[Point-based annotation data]
+ + +

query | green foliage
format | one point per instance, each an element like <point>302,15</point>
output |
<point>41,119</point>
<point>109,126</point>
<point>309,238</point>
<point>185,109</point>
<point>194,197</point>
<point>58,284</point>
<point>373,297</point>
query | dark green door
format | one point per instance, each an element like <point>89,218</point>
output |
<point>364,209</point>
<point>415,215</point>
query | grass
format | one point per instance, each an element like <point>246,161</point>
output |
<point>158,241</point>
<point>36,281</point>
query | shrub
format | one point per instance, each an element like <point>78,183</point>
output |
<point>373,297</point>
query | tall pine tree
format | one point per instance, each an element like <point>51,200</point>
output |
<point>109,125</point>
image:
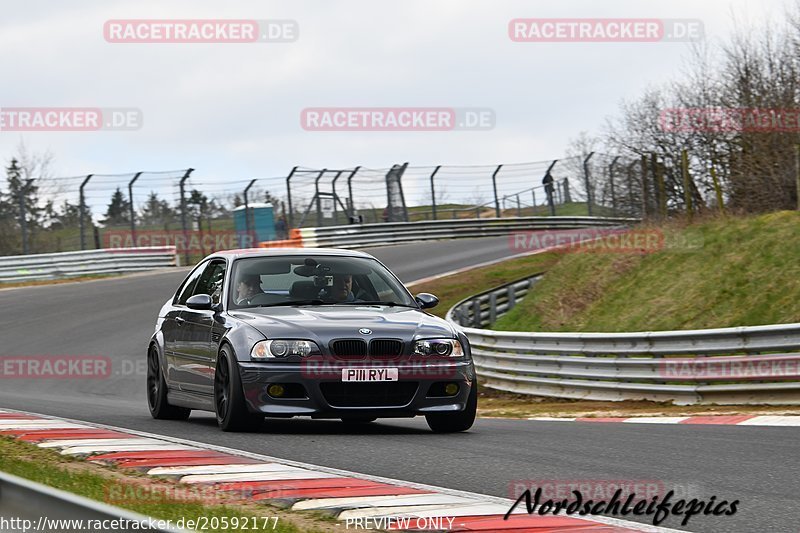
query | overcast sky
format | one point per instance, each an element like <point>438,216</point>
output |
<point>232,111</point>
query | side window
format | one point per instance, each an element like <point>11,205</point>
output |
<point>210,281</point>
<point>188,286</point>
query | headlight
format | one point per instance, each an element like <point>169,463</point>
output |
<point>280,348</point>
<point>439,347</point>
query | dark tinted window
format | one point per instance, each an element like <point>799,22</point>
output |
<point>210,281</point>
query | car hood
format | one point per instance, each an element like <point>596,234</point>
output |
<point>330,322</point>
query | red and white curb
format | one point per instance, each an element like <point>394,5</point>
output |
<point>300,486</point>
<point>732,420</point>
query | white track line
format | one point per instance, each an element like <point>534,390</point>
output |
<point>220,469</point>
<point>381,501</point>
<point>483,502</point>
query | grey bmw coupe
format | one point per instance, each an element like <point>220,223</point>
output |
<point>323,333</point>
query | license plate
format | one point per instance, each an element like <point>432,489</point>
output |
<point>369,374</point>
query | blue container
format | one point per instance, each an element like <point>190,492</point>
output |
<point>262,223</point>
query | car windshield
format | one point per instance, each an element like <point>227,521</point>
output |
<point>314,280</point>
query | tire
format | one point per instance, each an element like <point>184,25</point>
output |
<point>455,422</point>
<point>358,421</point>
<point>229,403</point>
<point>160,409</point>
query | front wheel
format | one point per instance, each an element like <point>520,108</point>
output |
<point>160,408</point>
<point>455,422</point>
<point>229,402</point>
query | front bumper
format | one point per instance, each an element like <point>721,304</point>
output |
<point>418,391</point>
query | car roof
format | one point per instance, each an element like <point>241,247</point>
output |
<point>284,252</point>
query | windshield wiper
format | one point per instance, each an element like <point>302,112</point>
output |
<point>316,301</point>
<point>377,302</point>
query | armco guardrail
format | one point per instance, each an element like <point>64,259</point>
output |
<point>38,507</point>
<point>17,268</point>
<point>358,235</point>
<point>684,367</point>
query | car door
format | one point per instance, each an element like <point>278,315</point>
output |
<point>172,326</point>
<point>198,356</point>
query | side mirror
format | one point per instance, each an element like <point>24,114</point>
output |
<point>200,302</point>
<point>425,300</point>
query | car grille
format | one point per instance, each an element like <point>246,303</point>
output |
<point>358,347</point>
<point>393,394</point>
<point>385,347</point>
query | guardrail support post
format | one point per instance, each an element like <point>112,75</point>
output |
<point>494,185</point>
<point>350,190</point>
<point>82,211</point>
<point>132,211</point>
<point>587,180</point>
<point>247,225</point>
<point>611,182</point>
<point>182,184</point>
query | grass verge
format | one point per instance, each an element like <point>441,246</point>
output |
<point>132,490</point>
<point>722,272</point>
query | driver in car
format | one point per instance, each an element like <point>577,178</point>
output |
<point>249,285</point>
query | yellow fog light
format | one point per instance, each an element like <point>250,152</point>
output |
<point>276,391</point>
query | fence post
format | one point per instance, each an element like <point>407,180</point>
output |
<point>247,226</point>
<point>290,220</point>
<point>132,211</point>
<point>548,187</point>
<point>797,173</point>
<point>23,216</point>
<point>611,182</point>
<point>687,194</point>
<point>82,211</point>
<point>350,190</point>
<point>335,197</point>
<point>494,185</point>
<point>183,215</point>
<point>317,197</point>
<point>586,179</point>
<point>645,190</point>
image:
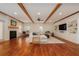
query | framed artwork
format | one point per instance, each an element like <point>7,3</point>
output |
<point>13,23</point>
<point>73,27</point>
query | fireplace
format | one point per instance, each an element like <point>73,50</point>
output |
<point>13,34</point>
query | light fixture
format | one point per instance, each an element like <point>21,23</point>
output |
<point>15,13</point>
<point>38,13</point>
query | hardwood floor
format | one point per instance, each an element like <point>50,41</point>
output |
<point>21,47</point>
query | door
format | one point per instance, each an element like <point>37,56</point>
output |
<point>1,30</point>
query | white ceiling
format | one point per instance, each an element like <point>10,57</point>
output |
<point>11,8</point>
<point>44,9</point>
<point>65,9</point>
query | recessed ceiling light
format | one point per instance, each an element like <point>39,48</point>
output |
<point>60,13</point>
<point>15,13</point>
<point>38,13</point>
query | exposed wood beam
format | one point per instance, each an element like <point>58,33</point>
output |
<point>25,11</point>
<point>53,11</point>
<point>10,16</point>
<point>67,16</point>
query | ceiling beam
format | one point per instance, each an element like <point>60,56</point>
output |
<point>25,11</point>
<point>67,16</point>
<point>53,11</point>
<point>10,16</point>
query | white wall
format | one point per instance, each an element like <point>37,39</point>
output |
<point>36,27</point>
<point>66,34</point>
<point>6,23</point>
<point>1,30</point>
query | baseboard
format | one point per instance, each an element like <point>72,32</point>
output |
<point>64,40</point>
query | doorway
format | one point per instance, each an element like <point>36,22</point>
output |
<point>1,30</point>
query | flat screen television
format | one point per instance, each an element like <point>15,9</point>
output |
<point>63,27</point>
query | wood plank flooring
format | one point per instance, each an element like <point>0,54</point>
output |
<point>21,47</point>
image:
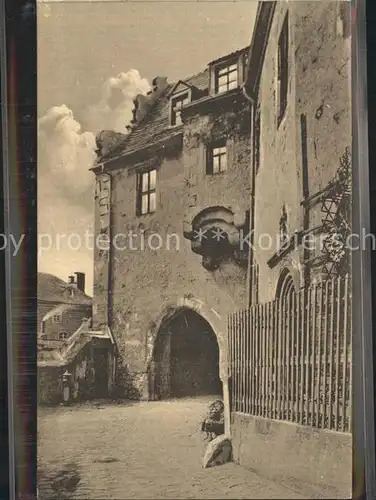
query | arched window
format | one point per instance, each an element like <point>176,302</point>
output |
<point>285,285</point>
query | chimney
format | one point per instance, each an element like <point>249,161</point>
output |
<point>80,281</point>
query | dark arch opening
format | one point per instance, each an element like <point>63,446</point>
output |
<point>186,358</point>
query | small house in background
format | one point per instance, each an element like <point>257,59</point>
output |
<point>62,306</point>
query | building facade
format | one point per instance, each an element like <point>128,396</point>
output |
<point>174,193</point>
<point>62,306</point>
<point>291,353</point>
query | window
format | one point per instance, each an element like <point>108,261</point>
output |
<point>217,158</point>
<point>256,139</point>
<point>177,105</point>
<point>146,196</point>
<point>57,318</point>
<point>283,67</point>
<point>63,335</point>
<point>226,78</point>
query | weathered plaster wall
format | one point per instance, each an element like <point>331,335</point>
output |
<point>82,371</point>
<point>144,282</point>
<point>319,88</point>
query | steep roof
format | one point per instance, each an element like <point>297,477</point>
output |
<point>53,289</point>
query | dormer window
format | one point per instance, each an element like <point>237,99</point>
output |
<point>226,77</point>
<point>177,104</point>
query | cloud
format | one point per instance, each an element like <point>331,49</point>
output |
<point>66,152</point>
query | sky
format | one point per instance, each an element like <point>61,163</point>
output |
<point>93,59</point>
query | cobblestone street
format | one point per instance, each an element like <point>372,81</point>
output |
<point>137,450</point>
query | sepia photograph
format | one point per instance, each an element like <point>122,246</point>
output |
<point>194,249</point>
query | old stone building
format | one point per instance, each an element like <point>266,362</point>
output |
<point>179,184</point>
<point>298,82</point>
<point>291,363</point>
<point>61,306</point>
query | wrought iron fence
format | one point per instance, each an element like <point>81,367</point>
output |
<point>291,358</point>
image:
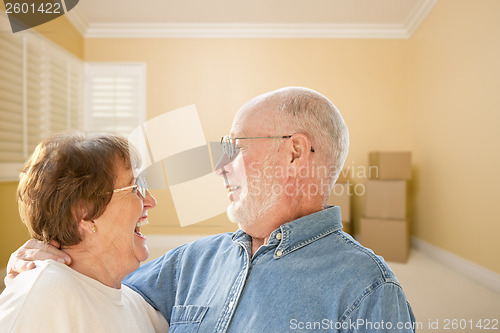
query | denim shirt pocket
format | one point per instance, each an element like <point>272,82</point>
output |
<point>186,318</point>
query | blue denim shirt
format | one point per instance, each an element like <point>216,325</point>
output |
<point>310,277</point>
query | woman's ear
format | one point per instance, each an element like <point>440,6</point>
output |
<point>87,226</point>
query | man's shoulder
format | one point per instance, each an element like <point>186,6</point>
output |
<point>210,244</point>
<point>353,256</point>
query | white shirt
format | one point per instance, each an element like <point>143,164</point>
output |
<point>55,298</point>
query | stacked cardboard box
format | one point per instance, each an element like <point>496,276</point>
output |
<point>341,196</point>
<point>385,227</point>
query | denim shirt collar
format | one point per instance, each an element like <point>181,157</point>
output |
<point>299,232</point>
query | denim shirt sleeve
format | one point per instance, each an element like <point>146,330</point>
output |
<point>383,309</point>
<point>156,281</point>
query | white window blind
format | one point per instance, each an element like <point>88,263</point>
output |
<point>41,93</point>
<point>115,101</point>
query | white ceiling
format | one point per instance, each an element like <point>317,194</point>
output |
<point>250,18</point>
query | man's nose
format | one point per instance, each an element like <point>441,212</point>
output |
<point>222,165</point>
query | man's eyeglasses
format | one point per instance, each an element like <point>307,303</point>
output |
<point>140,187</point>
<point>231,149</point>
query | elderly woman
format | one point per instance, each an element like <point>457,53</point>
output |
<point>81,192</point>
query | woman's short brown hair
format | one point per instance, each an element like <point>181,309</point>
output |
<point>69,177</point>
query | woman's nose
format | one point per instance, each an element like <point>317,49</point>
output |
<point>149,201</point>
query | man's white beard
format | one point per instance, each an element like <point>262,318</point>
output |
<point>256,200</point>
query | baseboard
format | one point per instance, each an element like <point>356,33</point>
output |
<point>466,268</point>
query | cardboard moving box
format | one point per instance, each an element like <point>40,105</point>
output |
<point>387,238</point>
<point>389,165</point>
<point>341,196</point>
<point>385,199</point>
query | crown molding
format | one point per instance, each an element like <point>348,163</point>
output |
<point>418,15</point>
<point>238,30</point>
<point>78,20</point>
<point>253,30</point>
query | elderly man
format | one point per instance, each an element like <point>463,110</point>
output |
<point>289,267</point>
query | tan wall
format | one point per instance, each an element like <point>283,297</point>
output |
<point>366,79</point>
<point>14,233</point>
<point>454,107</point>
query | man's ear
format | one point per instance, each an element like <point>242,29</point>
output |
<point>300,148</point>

+ + +

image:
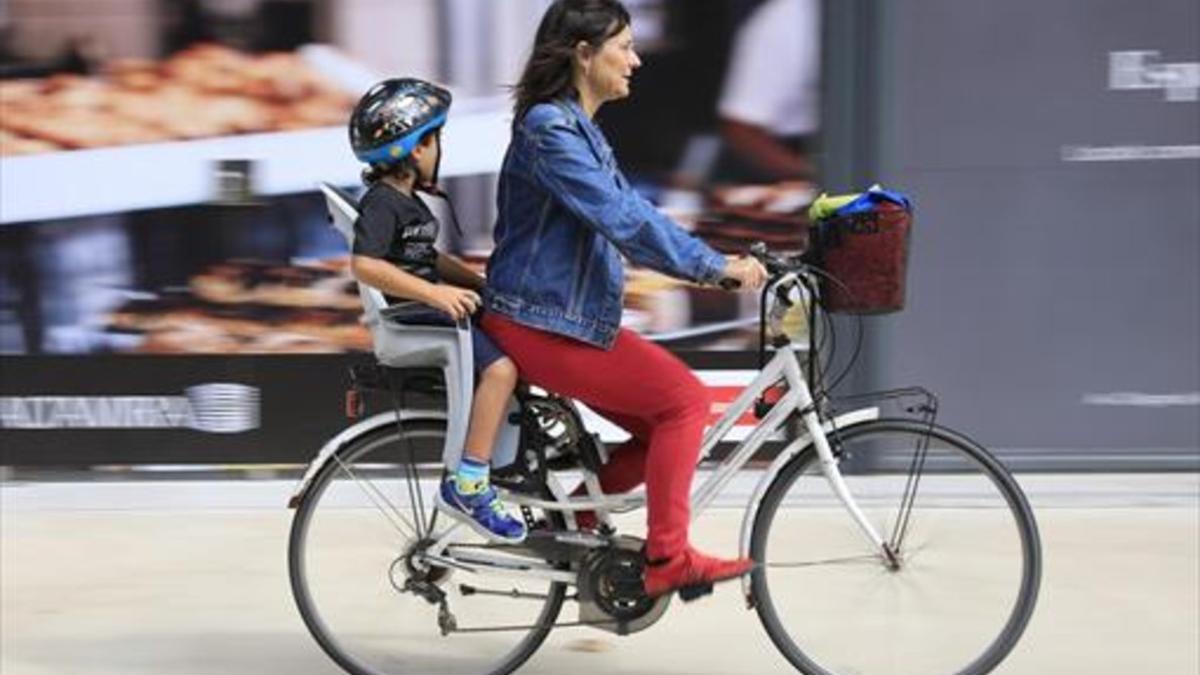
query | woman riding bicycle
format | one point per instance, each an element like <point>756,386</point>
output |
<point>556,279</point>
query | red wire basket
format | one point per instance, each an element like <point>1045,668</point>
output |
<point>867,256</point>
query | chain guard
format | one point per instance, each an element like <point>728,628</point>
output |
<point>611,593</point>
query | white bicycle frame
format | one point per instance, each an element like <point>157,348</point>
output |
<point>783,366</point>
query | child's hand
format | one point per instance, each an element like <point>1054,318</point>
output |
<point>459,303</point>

+ + +

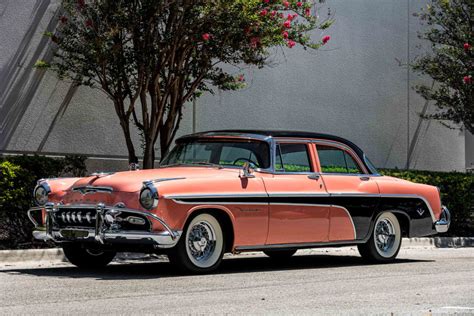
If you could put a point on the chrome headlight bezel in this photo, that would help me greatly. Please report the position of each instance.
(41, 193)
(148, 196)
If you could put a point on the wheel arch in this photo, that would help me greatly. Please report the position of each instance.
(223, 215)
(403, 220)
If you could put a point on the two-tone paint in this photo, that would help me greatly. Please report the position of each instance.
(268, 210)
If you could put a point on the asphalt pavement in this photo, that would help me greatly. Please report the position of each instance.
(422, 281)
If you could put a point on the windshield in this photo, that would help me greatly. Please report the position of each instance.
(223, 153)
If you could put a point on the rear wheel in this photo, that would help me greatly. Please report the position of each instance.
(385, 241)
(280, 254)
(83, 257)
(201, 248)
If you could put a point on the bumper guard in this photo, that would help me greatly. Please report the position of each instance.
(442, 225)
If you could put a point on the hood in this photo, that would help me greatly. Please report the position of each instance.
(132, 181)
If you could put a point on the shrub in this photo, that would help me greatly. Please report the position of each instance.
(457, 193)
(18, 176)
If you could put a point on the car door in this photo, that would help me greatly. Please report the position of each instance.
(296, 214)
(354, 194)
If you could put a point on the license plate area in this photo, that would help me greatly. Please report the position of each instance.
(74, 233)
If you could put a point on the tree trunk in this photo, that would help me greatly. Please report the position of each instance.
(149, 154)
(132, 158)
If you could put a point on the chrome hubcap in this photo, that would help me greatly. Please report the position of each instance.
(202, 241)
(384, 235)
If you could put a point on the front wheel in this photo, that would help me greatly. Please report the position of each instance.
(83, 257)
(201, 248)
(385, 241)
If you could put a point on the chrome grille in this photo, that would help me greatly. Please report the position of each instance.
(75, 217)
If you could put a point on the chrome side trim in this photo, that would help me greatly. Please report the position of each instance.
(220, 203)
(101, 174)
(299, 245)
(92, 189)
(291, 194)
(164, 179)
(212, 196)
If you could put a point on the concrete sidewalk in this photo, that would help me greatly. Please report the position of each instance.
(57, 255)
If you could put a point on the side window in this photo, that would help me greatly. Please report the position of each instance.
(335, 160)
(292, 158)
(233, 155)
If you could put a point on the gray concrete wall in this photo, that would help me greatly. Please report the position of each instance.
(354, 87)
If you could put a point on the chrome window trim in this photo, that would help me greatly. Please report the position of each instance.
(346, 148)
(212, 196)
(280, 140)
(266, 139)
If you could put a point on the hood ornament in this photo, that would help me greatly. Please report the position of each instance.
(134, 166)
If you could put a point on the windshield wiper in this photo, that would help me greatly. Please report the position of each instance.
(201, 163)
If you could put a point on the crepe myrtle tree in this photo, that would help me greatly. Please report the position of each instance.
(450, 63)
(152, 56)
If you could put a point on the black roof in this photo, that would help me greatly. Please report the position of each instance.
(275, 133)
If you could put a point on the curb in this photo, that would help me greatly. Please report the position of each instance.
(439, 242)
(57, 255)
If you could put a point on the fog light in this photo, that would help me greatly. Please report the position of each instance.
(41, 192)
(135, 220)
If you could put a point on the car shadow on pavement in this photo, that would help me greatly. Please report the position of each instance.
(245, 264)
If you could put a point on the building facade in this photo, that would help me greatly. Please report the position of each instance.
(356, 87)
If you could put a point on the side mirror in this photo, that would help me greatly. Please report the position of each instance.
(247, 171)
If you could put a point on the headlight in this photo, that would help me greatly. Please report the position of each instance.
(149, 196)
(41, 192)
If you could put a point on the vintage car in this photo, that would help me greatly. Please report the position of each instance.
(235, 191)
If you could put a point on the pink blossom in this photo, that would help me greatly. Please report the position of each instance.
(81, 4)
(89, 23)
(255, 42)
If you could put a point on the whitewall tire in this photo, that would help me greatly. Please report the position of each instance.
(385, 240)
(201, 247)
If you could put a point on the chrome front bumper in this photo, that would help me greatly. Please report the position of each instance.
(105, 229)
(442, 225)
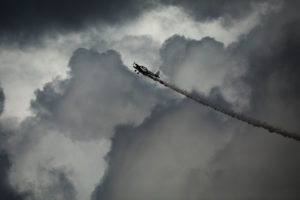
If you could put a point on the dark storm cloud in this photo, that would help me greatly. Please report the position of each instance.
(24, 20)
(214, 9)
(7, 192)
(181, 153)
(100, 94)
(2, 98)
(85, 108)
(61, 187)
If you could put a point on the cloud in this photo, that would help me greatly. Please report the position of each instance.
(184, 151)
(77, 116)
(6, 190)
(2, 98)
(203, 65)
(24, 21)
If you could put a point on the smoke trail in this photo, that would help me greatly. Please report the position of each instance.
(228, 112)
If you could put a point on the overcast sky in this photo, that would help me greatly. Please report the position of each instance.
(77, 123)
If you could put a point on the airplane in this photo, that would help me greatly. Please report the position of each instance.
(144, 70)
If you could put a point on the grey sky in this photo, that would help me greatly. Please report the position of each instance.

+ + +

Do this: Please rewrite only the rows starting at the line that contains "If you could put a point on the overcast" and ending at the line that contains "If you could put a point on the grey", with "help me greatly" replaced by "help me a lot" and nothing else changed.

Correct response:
If you could put a point on the overcast sky in this photo, that would help me a lot. Please report the position of each instance.
(77, 123)
If you could put a point on the airplane in this photo, that would help me a lot. Please report the position of each instance.
(144, 70)
If you could put a point on the grey sky in this photo, that would help me a lot. Please report the position of each instance.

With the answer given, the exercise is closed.